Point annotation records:

— start —

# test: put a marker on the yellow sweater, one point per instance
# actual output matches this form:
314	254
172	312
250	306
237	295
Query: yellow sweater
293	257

— end —

Rewrite the entire listing above line for line, shifting each answer coordinate by adding 41 to it. Leave every other number unchanged.

# test: put a marker on the yellow sweater, one point per instance
# actual output matches this form:
314	254
172	312
250	306
237	295
Query: yellow sweater
334	298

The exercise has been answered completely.